WORK TO COMPLETE:
Below are some records; return each one exactly.

DATA RECORDS:
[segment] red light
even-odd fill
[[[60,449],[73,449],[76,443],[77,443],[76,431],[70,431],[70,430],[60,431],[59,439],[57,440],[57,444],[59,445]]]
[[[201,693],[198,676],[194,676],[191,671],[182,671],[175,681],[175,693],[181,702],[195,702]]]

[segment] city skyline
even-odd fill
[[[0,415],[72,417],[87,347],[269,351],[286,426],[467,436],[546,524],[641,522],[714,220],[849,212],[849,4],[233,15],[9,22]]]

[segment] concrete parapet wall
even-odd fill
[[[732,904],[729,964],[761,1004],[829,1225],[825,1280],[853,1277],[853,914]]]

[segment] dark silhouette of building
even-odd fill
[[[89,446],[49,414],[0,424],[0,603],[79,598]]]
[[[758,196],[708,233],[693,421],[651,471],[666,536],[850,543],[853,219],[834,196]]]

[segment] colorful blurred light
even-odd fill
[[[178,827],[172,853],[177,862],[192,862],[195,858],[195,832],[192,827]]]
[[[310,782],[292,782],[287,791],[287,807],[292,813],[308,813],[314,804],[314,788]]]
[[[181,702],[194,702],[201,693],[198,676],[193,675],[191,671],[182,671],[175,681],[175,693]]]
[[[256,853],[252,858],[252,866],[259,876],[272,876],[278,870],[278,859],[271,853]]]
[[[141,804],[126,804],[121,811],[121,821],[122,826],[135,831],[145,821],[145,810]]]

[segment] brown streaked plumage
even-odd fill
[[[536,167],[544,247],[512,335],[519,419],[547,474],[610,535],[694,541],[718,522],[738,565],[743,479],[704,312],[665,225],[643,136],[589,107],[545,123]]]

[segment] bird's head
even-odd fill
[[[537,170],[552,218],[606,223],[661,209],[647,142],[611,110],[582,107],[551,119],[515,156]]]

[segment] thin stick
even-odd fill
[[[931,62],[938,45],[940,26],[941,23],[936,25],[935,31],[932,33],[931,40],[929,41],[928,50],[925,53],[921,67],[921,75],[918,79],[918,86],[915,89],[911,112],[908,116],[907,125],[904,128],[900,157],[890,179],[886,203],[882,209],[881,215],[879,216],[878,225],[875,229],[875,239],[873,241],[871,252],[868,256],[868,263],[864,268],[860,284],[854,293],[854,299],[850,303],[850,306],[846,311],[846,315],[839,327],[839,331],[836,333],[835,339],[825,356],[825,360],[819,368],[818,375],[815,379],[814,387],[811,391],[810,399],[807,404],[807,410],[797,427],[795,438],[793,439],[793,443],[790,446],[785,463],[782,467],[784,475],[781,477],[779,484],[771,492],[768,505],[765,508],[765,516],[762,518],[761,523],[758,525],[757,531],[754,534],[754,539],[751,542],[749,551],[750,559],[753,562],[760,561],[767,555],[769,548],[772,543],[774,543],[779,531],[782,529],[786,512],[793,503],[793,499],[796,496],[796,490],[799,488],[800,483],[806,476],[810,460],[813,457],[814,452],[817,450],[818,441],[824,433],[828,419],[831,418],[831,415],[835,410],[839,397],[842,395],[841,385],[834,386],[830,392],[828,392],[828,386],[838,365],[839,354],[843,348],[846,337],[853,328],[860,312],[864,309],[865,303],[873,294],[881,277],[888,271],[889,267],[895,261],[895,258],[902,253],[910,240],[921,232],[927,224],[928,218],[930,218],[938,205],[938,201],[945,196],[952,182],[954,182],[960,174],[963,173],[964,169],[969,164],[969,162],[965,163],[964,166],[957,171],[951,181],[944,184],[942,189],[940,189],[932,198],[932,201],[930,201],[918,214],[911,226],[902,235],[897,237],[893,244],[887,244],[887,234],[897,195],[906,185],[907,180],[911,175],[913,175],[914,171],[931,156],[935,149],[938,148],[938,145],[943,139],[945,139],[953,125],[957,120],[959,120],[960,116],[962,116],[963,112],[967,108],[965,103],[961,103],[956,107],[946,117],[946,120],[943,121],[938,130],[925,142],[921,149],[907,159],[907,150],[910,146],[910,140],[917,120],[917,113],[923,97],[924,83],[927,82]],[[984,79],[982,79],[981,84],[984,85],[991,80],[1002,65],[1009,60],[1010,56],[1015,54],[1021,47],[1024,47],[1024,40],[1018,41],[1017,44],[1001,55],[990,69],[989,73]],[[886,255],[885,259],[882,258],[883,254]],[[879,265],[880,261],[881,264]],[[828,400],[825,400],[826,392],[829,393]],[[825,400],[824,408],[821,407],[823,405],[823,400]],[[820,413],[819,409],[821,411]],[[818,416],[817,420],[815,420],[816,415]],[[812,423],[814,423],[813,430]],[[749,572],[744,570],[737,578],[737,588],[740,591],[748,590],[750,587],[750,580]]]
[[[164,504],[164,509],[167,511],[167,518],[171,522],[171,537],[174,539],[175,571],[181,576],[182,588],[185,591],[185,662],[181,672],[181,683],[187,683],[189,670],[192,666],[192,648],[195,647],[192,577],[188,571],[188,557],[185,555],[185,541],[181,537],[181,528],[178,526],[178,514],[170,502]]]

ANSWER SECTION:
[segment] red light
even-odd fill
[[[60,449],[73,449],[76,443],[77,443],[76,431],[70,431],[70,430],[60,431],[59,439],[57,440],[57,444],[59,445]]]
[[[201,693],[198,676],[194,676],[191,671],[182,671],[175,681],[175,693],[181,702],[195,702]]]

[segment] city skyline
even-odd fill
[[[0,415],[72,417],[87,347],[269,351],[286,426],[467,436],[546,524],[641,522],[714,220],[849,212],[849,4],[233,15],[9,22]]]

[segment] concrete parapet wall
even-odd fill
[[[732,904],[729,964],[761,1004],[829,1225],[825,1280],[853,1277],[853,914]]]

[segment] dark silhouette of building
even-odd fill
[[[89,446],[49,414],[0,424],[0,603],[79,598]]]
[[[758,196],[708,233],[693,421],[651,471],[666,536],[850,543],[853,219],[834,196]]]

[segment] colorful blurred light
even-odd fill
[[[178,827],[172,853],[177,862],[192,862],[195,858],[195,832],[192,827]]]
[[[310,782],[292,782],[287,791],[287,807],[292,813],[308,813],[314,804],[314,788]]]
[[[181,702],[194,702],[201,693],[198,676],[193,675],[191,671],[182,671],[175,681],[175,693]]]
[[[256,853],[252,858],[252,866],[259,876],[272,876],[278,870],[278,859],[271,853]]]
[[[141,804],[126,804],[121,811],[121,821],[122,826],[135,831],[145,821],[145,810]]]

[segment] brown streaked plumage
even-odd fill
[[[536,167],[544,247],[512,335],[519,419],[547,474],[610,535],[694,541],[718,522],[738,565],[743,479],[704,312],[665,225],[643,136],[589,107],[545,123]]]

[segment] bird's head
even-odd fill
[[[537,170],[552,218],[606,223],[661,209],[647,142],[611,110],[582,107],[551,119],[515,156]]]

[segment] thin stick
even-odd fill
[[[931,62],[938,45],[940,26],[941,23],[936,25],[935,31],[932,33],[931,40],[929,41],[928,50],[925,53],[921,67],[921,75],[918,79],[918,86],[915,89],[911,112],[908,116],[907,125],[904,128],[900,157],[890,179],[886,203],[882,209],[881,215],[879,216],[878,225],[875,229],[875,239],[873,241],[871,252],[868,256],[868,263],[864,268],[860,284],[854,293],[854,299],[850,303],[850,306],[846,311],[846,315],[839,327],[839,331],[836,333],[835,339],[825,356],[825,360],[819,368],[818,375],[815,379],[814,387],[811,391],[810,399],[807,404],[807,410],[797,427],[795,438],[793,439],[793,443],[790,446],[785,463],[782,467],[784,475],[781,477],[779,484],[771,492],[768,505],[765,508],[765,516],[762,518],[761,523],[758,525],[757,531],[754,534],[754,539],[751,542],[749,551],[750,559],[753,562],[760,561],[767,555],[769,548],[772,543],[774,543],[779,531],[782,529],[786,512],[793,503],[793,499],[796,496],[796,490],[799,488],[800,483],[806,476],[810,460],[813,457],[814,452],[817,450],[818,441],[824,433],[828,419],[831,418],[831,415],[835,410],[839,397],[842,395],[841,385],[834,386],[830,392],[828,392],[828,386],[838,365],[839,354],[843,348],[846,337],[853,328],[860,312],[864,309],[865,303],[873,294],[881,277],[888,271],[889,267],[895,261],[895,258],[902,253],[910,240],[921,232],[927,224],[928,218],[930,218],[938,205],[938,201],[945,196],[952,182],[954,182],[960,174],[963,173],[964,169],[969,164],[969,162],[965,163],[964,166],[957,171],[951,181],[944,184],[942,189],[940,189],[932,198],[932,201],[930,201],[918,214],[911,226],[902,235],[897,237],[893,244],[887,244],[887,234],[897,195],[906,185],[907,180],[911,175],[913,175],[914,171],[931,156],[935,149],[938,148],[938,145],[943,139],[945,139],[953,125],[957,120],[959,120],[960,116],[962,116],[963,112],[967,108],[965,103],[961,103],[956,107],[946,117],[946,120],[943,121],[938,130],[925,142],[921,149],[907,159],[907,150],[910,146],[910,140],[917,120],[917,113],[923,97],[924,83],[927,82]],[[984,79],[982,79],[981,84],[984,85],[991,80],[1002,65],[1009,60],[1010,56],[1015,54],[1021,47],[1024,47],[1024,40],[1018,41],[1017,44],[1001,55],[990,69],[989,73]],[[886,255],[885,259],[882,258],[883,254]],[[879,265],[880,261],[881,264]],[[828,400],[825,400],[826,392],[829,393]],[[825,400],[824,408],[821,407],[823,405],[823,400]],[[820,413],[819,409],[821,411]],[[818,416],[817,420],[815,420],[816,415]],[[812,423],[814,423],[813,430]],[[749,572],[744,570],[737,578],[737,588],[740,591],[748,590],[750,587],[750,580]]]
[[[164,504],[164,509],[167,511],[167,518],[171,522],[171,537],[174,539],[175,571],[181,576],[182,588],[185,591],[185,662],[181,672],[181,683],[187,683],[189,670],[192,666],[192,648],[195,647],[192,577],[188,571],[188,557],[185,555],[185,541],[181,537],[181,528],[178,526],[178,514],[170,502]]]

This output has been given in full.